Hoje, Dia Nacional da Alfabetização, conforme decreto 63.326, de 30 de setembro de 1968, selecionamos alguns exemplos elocoentes ‒ digo, eloquentes ‒ do sucesso da vitoriosa campanha.

Pessoas que até o dia 29 de setembro de 1968, mergulhados até o pescosso ‒ digo, pescoço ‒ nas trevas do analfabetismo, podem agora se gabar da batalha vencida contra a cegueira, a alienação, o porfirismo da Cultura e Educação. Hoje, rejubilemo-nos, sabem do que está havendo. E do que se está devendo.

Vejamos o caso de A.F.F, pedreiro, 45 anos de idade, analfabeto há cinco gerações, que, infelizmente, ele ainda insiste em escrever “gerassões”, um resquício de sua intimidade com uma flor que só dá o que ela tem ‒ três pétalas murchas, uma haste caindo aos pedaços, possivelmente causadora de doenças inomináveis e ignominiosas, muito popular no morro do “Já Nasce Morto”. A.F.F., filho de A. Ph. Ph., é capaz, em suas manhãs a caminho do trabalho, quando não há quebra-quebra ou ejaculatio praecox nos trens apinhados de penduras da Central, de ler a página de crime de O Dia, onde se trava contato com os dramas de bancários assassinados pra não falar sobre desfalque, funcionárias colhidas por kombis em Ipanema, marginais atirados por fuscas embaixo de caminhões de Nova Iguaçu e casos esparsos de meningite.

A.F.F., pedreiro, toma conhecimento ainda, no mesmo órgão, de que o ICM para as empresas terá um curso com a duração de duas semanas, com debates e linguajar técnico.

(Entradas de dados extraídos)
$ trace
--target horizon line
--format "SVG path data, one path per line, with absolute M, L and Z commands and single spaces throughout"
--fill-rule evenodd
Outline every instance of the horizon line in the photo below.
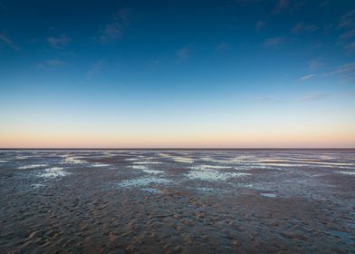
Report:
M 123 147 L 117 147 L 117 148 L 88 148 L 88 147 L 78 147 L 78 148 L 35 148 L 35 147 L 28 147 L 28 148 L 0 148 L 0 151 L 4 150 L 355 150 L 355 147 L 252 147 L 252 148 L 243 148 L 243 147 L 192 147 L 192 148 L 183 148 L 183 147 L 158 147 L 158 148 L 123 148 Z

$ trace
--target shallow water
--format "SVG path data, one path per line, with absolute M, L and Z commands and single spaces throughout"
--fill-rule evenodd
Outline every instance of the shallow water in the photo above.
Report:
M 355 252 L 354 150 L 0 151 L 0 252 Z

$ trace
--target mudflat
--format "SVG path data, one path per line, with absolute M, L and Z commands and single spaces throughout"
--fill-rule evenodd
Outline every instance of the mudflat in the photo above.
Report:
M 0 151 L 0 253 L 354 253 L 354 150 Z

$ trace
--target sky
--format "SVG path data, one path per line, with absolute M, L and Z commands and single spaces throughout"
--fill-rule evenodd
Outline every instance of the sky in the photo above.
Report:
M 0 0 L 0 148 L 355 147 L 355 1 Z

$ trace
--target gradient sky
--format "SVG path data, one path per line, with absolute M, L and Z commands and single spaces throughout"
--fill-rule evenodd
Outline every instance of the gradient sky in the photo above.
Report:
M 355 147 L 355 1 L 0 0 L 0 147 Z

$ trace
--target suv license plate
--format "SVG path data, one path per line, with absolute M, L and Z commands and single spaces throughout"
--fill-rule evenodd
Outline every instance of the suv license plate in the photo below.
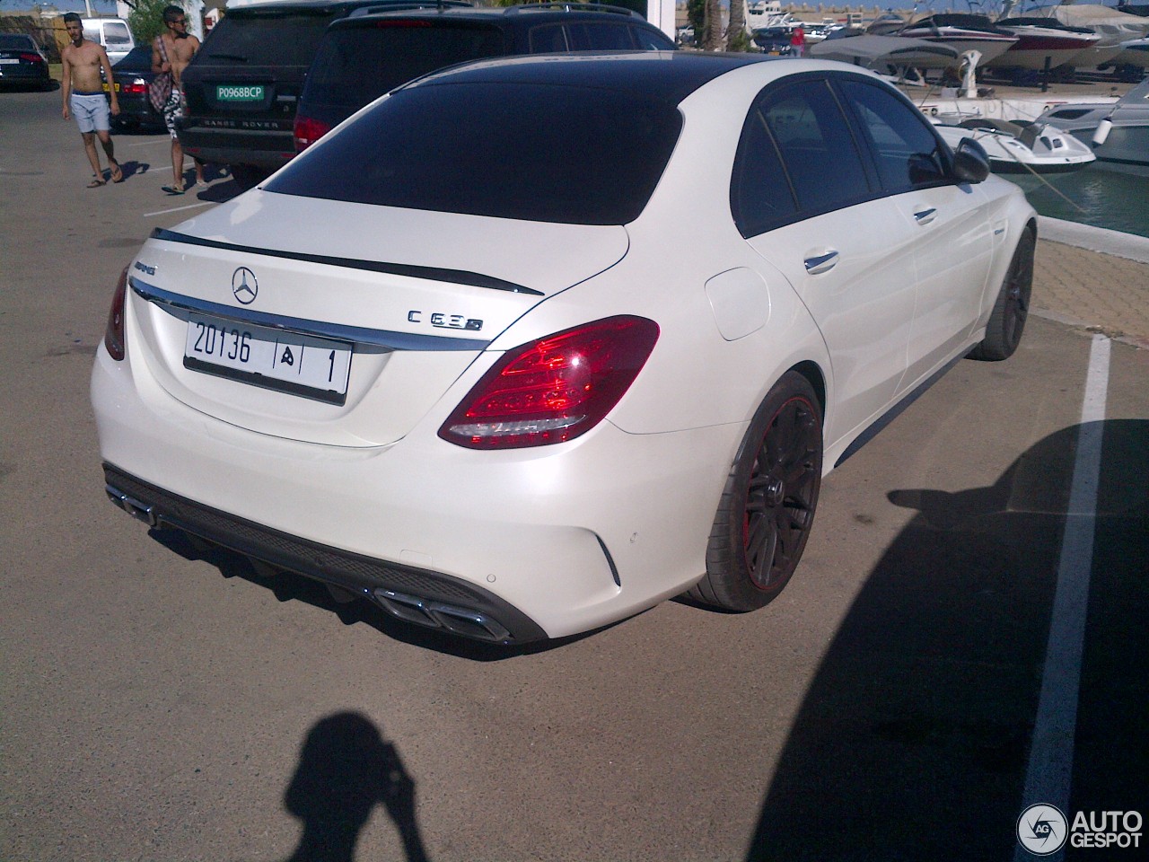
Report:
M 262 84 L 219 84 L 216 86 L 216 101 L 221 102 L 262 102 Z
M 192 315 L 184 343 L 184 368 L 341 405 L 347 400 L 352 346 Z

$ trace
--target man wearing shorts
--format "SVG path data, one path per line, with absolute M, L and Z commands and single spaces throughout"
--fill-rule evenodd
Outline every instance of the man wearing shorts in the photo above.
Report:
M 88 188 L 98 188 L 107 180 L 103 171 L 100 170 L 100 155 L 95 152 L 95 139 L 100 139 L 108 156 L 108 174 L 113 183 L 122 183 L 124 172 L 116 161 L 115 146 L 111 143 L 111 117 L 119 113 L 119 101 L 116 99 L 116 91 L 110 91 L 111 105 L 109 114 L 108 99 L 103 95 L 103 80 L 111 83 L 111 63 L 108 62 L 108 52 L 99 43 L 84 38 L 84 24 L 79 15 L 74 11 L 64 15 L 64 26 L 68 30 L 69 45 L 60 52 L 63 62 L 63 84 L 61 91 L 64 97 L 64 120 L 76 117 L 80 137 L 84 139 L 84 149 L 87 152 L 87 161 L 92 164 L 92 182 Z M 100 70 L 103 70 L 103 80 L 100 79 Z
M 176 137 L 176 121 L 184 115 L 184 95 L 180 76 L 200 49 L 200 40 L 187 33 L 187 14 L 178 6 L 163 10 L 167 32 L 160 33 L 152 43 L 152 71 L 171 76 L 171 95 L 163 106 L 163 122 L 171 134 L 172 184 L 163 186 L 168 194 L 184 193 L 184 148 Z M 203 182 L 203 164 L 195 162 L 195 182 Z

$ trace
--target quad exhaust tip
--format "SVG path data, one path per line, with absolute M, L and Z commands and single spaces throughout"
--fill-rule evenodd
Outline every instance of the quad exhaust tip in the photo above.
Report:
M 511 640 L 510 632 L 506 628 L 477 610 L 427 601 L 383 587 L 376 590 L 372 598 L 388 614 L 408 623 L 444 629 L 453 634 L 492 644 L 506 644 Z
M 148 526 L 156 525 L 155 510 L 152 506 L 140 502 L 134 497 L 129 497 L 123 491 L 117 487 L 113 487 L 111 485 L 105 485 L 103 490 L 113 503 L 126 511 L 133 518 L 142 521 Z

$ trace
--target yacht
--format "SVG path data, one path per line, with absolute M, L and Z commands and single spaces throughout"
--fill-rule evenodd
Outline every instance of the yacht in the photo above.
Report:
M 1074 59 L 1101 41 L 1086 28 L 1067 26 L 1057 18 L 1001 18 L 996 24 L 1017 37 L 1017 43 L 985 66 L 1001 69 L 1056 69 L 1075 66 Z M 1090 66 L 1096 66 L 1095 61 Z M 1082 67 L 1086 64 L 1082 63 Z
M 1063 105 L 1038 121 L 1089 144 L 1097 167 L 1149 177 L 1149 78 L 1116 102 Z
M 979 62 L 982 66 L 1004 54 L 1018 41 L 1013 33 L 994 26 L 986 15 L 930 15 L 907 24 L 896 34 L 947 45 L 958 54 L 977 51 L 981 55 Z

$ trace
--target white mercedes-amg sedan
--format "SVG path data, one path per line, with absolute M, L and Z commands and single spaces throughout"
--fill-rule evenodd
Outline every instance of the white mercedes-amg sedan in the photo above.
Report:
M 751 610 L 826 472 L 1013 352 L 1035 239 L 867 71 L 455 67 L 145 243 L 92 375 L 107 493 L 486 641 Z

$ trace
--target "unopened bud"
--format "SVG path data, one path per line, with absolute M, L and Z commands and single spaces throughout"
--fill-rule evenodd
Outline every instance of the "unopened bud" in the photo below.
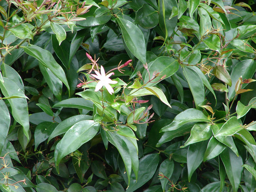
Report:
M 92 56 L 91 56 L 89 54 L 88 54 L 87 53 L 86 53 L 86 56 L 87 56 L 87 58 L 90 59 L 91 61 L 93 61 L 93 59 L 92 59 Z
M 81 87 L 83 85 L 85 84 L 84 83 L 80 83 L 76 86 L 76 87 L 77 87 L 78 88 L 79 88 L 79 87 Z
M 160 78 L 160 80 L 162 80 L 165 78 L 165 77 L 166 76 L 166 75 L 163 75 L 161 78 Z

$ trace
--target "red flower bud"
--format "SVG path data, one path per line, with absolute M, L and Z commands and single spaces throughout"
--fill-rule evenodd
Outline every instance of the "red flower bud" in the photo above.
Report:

→ **Pedido de trabalho**:
Pode reproduzir, sem nenhuma alteração, o trecho do texto sobre o Dia Nacional da Alfabetização começando em "Pessoas que até" e terminando em "se está devendo."?

→ **Área de resposta**:
Pessoas que até o dia 29 de setembro de 1968, mergulhados até o pescosso ‒ digo, pescoço ‒ nas trevas do analfabetismo, podem agora se gabar da batalha vencida contra a cegueira, a alienação, o porfirismo da Cultura e Educação. Hoje, rejubilemo-nos, sabem do que está havendo. E do que se está devendo.